DIRECTIONS
Pick out every line in the entries below that contains the string "drawer", and copy each of those lines in full.
--- --- ---
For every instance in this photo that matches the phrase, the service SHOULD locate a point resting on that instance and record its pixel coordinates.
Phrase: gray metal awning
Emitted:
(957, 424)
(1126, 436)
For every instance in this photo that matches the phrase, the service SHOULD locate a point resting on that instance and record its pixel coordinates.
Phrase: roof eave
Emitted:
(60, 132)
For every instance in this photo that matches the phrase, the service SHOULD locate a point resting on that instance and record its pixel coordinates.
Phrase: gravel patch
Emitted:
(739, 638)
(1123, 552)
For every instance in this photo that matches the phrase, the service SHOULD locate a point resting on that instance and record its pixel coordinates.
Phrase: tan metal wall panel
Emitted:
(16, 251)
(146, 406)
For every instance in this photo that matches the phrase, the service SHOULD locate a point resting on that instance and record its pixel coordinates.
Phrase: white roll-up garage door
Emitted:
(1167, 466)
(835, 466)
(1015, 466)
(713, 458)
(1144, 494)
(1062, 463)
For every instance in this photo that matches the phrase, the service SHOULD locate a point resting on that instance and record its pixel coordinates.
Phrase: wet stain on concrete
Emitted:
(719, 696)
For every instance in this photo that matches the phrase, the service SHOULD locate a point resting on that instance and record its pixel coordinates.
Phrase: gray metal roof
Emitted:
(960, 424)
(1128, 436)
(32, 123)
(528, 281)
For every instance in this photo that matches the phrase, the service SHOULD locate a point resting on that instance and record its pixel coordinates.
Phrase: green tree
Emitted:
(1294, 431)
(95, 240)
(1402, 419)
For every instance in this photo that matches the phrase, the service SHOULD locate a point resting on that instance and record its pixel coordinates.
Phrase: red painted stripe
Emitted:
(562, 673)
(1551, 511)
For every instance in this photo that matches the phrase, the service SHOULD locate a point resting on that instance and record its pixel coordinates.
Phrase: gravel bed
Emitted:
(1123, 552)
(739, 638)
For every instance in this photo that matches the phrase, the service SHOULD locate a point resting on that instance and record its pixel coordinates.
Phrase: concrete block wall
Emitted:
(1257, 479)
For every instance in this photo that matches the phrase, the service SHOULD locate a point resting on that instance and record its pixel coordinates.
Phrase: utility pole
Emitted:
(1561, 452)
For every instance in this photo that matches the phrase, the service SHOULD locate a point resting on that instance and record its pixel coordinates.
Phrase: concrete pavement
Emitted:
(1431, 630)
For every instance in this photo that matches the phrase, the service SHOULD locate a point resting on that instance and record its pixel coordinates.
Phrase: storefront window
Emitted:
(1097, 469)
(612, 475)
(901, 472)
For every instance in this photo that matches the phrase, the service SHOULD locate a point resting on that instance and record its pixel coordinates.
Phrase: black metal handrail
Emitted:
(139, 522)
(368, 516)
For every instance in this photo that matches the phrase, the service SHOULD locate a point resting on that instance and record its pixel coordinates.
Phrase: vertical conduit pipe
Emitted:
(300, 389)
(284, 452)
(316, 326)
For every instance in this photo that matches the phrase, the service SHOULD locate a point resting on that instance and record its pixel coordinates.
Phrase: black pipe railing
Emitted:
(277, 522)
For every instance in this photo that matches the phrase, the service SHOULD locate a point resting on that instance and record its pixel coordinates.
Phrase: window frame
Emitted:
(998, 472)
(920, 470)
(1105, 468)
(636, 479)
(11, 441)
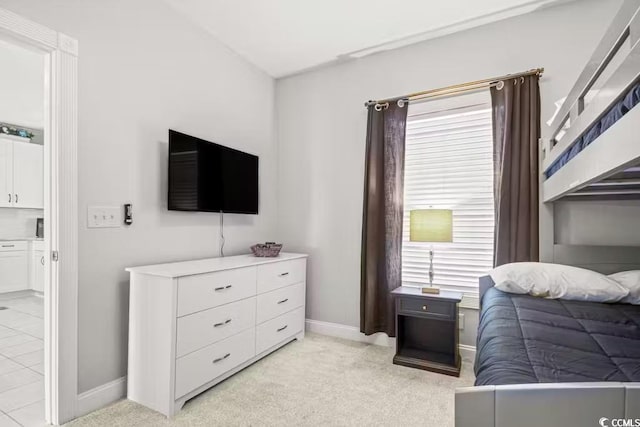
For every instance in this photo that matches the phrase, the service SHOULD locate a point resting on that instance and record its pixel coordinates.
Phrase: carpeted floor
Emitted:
(320, 381)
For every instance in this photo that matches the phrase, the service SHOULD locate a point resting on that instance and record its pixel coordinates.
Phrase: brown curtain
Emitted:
(516, 129)
(382, 218)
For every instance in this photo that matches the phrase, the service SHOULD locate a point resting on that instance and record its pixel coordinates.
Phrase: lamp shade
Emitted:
(431, 225)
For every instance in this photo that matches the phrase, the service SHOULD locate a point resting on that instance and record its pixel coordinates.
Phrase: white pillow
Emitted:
(631, 281)
(557, 281)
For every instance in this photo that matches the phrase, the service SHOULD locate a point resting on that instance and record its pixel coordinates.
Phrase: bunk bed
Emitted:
(594, 149)
(593, 153)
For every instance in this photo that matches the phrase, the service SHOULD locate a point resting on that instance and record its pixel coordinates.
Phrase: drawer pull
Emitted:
(226, 322)
(220, 359)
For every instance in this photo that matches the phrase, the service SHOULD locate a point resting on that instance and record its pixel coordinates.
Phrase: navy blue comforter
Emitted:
(524, 339)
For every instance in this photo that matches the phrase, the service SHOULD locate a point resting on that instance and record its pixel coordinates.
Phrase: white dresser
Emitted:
(193, 324)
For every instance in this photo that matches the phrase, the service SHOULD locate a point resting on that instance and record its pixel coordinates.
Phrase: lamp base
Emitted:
(431, 290)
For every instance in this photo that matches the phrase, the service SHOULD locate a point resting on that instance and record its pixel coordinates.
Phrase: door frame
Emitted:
(60, 210)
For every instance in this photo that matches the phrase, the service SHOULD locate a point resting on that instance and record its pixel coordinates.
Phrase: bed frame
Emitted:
(555, 404)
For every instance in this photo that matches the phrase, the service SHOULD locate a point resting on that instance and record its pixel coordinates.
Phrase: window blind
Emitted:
(448, 165)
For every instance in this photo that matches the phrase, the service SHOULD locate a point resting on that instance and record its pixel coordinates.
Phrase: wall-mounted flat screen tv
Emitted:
(208, 177)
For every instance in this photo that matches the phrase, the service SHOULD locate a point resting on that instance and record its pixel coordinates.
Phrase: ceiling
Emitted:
(285, 37)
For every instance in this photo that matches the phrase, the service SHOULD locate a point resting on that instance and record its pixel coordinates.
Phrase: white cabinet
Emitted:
(13, 266)
(193, 324)
(28, 175)
(21, 174)
(6, 173)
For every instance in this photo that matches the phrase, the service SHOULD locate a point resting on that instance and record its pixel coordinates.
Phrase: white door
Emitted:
(6, 173)
(13, 271)
(28, 175)
(38, 271)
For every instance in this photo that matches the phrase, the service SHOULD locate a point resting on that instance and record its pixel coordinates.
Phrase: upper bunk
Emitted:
(594, 149)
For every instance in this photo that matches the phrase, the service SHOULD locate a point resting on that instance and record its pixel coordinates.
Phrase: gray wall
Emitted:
(321, 130)
(143, 68)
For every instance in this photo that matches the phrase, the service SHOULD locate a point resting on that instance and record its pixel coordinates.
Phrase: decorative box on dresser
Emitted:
(193, 324)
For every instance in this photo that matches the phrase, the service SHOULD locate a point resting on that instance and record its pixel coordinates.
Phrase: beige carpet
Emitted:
(320, 381)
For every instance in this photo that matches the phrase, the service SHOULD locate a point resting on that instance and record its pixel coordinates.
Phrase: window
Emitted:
(449, 165)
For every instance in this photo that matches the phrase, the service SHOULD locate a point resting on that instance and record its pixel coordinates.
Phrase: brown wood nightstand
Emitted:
(427, 330)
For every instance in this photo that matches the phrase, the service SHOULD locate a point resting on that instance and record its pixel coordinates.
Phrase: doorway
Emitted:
(38, 223)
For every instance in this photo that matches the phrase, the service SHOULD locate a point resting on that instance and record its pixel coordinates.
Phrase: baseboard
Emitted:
(101, 396)
(352, 333)
(467, 352)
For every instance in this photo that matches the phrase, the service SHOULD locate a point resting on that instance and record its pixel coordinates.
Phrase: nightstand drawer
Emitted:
(427, 308)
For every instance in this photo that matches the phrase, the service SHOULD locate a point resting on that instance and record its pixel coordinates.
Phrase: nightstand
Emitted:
(427, 330)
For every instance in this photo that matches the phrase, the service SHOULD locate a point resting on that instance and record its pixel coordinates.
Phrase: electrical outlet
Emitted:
(103, 217)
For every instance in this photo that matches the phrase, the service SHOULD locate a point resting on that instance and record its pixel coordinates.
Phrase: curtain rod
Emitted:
(456, 89)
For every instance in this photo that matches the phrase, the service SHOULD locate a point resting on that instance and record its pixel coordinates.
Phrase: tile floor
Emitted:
(21, 361)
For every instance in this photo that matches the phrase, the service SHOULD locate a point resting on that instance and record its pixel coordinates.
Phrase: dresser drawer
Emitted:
(435, 309)
(209, 290)
(280, 274)
(206, 327)
(279, 329)
(274, 303)
(204, 365)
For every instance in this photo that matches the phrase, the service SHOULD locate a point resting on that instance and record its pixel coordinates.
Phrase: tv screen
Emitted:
(208, 177)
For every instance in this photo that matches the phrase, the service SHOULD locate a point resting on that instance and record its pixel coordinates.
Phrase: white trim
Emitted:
(352, 333)
(101, 396)
(61, 211)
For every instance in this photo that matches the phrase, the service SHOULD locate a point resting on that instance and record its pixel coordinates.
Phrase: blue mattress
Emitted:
(615, 113)
(524, 339)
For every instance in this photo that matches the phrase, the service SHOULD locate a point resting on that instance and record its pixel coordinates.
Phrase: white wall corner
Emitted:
(67, 44)
(101, 396)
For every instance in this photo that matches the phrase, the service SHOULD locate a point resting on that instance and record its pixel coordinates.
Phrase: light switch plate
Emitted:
(103, 216)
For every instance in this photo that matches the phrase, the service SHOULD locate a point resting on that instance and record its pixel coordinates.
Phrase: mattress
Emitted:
(630, 99)
(524, 339)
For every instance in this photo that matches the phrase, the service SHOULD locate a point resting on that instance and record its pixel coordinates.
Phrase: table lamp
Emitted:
(433, 226)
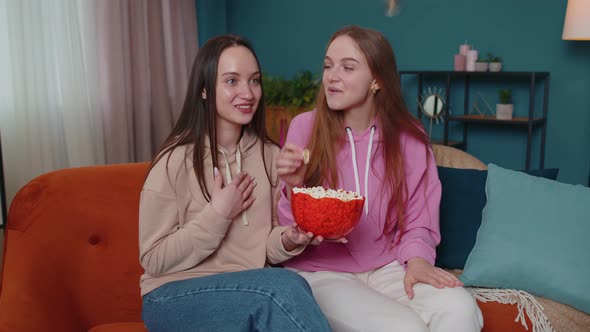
--- --- ---
REPLY TO THE TASK
Phrase: drawer pull
Phrase: nightstand drawer
Phrase: dresser drawer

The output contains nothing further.